• Extracted records:
-- -- --

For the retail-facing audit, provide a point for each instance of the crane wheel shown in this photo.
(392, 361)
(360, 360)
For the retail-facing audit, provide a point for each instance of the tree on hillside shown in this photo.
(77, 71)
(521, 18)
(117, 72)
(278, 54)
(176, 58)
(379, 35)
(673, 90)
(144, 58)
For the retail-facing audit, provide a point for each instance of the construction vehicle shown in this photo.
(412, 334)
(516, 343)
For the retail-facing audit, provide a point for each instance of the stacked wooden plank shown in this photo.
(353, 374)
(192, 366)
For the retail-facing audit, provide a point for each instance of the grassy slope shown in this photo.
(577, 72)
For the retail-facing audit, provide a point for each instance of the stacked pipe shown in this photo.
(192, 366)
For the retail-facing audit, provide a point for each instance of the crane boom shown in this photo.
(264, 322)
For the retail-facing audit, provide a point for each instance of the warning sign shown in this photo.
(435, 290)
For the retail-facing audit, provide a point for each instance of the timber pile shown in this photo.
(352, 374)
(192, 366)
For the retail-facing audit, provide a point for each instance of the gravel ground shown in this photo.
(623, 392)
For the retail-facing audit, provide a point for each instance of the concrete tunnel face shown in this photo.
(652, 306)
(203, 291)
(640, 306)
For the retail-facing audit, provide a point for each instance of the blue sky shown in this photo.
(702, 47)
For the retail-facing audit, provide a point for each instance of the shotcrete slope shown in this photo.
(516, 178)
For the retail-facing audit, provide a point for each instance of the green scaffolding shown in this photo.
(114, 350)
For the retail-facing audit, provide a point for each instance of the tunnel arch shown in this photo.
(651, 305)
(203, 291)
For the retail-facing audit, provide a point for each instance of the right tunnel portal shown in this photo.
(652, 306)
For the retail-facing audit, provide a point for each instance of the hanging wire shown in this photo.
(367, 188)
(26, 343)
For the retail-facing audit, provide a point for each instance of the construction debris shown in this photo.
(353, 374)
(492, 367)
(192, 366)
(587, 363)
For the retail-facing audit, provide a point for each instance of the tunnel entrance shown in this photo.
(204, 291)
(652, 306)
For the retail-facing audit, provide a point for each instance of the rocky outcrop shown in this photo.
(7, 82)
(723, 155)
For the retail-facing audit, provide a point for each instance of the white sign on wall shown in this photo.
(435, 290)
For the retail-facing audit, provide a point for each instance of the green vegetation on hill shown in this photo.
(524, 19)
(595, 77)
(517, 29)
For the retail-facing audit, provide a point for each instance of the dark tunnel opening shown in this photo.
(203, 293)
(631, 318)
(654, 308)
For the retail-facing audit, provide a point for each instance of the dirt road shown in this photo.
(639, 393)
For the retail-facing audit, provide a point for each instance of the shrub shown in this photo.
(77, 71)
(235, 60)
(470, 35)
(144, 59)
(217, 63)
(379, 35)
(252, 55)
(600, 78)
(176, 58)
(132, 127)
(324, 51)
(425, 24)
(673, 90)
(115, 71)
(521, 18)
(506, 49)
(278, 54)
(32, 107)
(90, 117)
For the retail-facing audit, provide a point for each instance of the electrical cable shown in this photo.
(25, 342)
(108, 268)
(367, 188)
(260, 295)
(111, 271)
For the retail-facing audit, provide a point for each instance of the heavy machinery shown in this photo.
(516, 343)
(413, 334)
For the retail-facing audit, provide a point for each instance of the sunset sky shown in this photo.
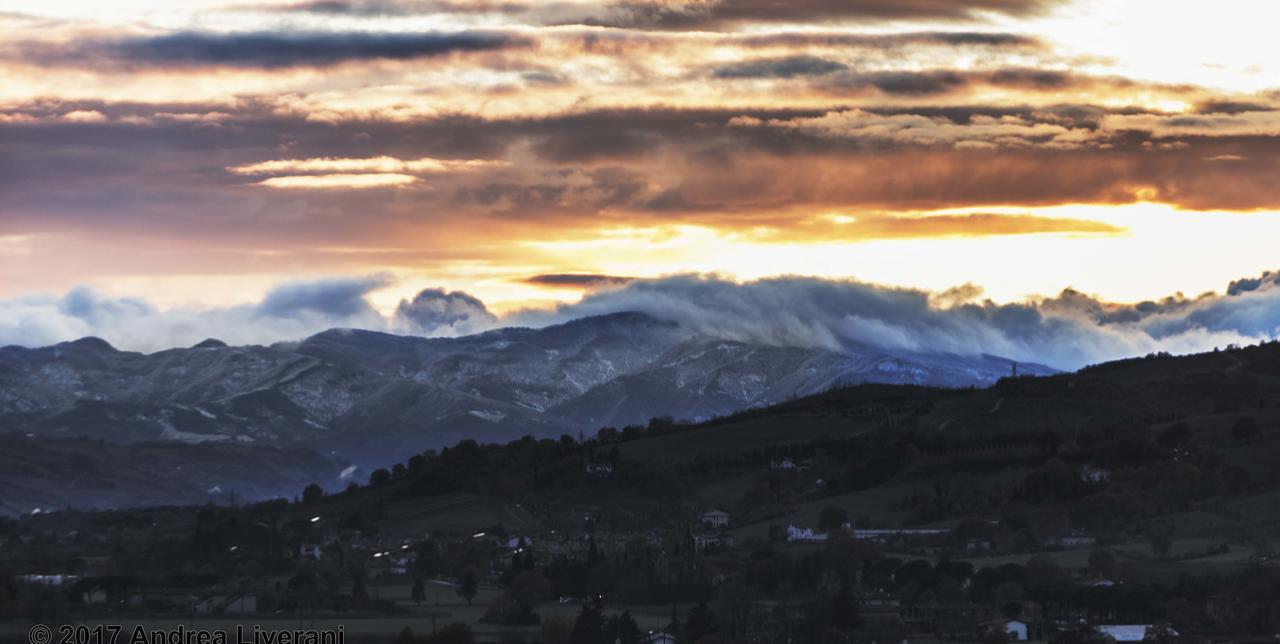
(200, 154)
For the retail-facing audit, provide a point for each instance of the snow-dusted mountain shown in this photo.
(370, 397)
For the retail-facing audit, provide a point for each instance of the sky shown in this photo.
(209, 155)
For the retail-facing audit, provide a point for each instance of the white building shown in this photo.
(1127, 631)
(804, 534)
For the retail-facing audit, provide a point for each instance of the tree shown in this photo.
(1161, 540)
(312, 493)
(1102, 563)
(844, 611)
(1161, 634)
(470, 584)
(589, 627)
(1246, 428)
(1175, 435)
(419, 593)
(702, 621)
(557, 629)
(622, 627)
(832, 517)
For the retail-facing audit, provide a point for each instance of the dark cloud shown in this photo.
(142, 169)
(712, 14)
(576, 279)
(1247, 284)
(686, 14)
(435, 311)
(787, 67)
(268, 50)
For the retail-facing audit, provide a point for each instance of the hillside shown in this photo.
(373, 397)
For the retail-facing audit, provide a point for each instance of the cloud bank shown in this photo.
(1068, 330)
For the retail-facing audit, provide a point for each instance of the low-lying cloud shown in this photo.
(435, 311)
(1068, 330)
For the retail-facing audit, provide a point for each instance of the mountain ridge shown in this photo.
(369, 397)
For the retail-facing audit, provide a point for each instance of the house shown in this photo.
(1092, 474)
(1015, 629)
(1127, 631)
(599, 469)
(804, 534)
(886, 534)
(225, 604)
(714, 519)
(1072, 540)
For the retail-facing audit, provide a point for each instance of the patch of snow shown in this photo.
(188, 437)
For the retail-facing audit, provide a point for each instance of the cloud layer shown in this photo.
(1066, 330)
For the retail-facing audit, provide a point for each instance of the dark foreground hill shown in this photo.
(1142, 492)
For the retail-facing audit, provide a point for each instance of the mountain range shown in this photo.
(357, 400)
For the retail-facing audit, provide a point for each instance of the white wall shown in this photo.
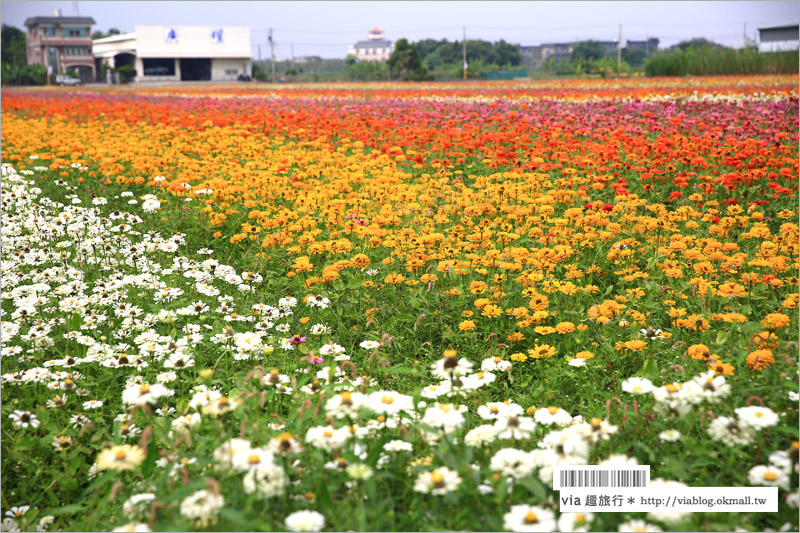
(193, 41)
(778, 46)
(241, 65)
(141, 77)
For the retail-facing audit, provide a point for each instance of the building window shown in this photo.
(76, 32)
(74, 51)
(158, 67)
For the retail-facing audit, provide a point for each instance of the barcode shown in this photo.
(602, 478)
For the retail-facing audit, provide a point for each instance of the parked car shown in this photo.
(63, 79)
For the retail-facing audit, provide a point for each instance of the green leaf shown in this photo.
(650, 370)
(150, 461)
(323, 496)
(535, 487)
(65, 509)
(236, 517)
(397, 369)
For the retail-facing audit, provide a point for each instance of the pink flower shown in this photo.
(297, 339)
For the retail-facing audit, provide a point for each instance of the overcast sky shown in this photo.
(326, 28)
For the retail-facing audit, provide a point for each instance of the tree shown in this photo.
(634, 58)
(586, 51)
(405, 62)
(507, 54)
(15, 68)
(697, 43)
(13, 46)
(100, 35)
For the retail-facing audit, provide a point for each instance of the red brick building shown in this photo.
(63, 43)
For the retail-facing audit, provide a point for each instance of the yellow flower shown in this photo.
(480, 303)
(360, 261)
(123, 457)
(565, 327)
(466, 325)
(635, 345)
(775, 321)
(760, 359)
(492, 311)
(541, 351)
(699, 351)
(394, 278)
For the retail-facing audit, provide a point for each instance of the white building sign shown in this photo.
(170, 35)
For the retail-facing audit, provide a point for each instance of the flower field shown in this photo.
(396, 307)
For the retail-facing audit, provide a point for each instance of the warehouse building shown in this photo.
(61, 43)
(179, 53)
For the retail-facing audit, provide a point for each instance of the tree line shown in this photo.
(431, 58)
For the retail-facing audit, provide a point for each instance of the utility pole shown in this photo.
(272, 54)
(619, 52)
(464, 51)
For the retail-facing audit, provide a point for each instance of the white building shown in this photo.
(375, 48)
(778, 38)
(180, 53)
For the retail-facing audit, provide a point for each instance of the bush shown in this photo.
(126, 73)
(24, 75)
(707, 61)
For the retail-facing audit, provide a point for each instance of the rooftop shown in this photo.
(33, 21)
(372, 44)
(784, 27)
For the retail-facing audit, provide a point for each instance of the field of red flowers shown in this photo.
(397, 307)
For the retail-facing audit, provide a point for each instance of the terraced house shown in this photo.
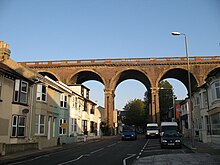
(38, 112)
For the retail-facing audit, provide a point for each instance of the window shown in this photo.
(92, 127)
(84, 125)
(73, 125)
(40, 124)
(21, 91)
(197, 100)
(63, 126)
(215, 87)
(1, 82)
(18, 126)
(92, 110)
(63, 101)
(41, 92)
(205, 99)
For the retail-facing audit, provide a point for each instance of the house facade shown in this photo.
(38, 112)
(205, 111)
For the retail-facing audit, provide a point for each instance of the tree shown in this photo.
(135, 113)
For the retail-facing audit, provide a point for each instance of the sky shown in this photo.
(39, 30)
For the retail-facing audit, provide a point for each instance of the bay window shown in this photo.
(18, 126)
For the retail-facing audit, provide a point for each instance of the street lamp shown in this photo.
(189, 84)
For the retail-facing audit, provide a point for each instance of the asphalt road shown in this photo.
(106, 151)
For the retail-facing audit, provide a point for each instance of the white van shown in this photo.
(152, 130)
(168, 126)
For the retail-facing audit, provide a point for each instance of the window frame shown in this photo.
(1, 85)
(63, 100)
(215, 90)
(41, 93)
(39, 125)
(62, 131)
(18, 127)
(19, 92)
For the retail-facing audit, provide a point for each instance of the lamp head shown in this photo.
(176, 33)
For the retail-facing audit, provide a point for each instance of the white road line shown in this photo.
(111, 145)
(124, 160)
(142, 149)
(97, 150)
(29, 160)
(73, 159)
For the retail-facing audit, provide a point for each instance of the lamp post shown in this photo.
(189, 84)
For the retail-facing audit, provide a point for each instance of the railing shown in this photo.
(121, 60)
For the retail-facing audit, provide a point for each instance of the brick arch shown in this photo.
(84, 75)
(119, 77)
(212, 72)
(49, 74)
(181, 74)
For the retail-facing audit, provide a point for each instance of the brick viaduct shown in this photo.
(111, 72)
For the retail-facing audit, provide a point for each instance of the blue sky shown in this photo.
(85, 29)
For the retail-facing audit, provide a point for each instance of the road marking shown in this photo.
(30, 159)
(142, 149)
(74, 159)
(124, 160)
(111, 145)
(97, 150)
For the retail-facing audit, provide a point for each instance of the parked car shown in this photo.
(152, 130)
(171, 138)
(128, 133)
(168, 126)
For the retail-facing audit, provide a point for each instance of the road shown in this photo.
(106, 151)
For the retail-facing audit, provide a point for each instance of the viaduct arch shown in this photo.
(111, 72)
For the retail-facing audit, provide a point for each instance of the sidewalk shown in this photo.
(204, 154)
(212, 149)
(10, 158)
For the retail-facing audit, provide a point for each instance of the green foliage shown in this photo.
(135, 113)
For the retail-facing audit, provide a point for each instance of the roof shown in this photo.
(7, 70)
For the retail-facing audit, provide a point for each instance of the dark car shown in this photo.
(171, 138)
(128, 133)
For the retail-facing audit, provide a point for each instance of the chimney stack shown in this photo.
(4, 49)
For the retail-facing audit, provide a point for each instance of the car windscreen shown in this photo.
(152, 128)
(164, 128)
(170, 133)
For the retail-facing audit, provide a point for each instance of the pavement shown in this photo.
(204, 154)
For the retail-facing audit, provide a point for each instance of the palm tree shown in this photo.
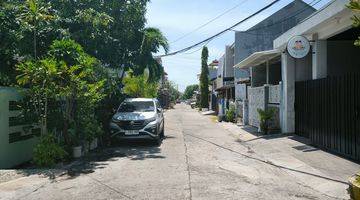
(35, 12)
(153, 41)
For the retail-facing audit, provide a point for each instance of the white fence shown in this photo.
(262, 98)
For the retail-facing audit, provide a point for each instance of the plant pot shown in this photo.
(354, 187)
(93, 144)
(77, 152)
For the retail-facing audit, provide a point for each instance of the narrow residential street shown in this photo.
(200, 159)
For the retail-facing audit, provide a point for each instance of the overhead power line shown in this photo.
(311, 4)
(215, 18)
(222, 32)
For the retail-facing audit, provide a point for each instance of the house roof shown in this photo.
(258, 58)
(328, 21)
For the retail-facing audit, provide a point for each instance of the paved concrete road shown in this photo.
(198, 160)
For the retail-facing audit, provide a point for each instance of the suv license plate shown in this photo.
(132, 132)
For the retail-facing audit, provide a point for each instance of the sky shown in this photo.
(175, 18)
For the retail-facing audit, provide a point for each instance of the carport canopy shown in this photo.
(258, 58)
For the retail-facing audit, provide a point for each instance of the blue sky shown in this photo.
(178, 17)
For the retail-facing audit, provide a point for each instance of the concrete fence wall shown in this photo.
(17, 140)
(264, 97)
(256, 101)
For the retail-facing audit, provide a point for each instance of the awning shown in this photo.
(258, 58)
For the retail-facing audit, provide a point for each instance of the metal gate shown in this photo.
(328, 113)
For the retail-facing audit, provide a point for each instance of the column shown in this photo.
(267, 72)
(288, 101)
(319, 59)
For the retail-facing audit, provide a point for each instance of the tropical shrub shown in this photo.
(265, 116)
(47, 152)
(139, 86)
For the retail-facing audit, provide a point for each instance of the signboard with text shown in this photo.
(298, 46)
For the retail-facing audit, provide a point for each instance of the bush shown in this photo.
(48, 152)
(230, 115)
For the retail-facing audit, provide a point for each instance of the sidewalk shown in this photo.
(311, 166)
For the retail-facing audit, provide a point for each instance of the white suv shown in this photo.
(138, 118)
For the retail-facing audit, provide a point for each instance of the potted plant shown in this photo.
(265, 116)
(354, 187)
(230, 115)
(76, 143)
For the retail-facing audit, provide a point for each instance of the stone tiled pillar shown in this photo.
(288, 93)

-- -- --

• Exercise objective:
Reproduce verbatim the lines starting at the one containing "pillar shown in this photo." and ending with the last line above.

• Exercise result:
For the retail-facing audit, provide a point for each instance of the stone tiled pillar shown in this photo.
(288, 93)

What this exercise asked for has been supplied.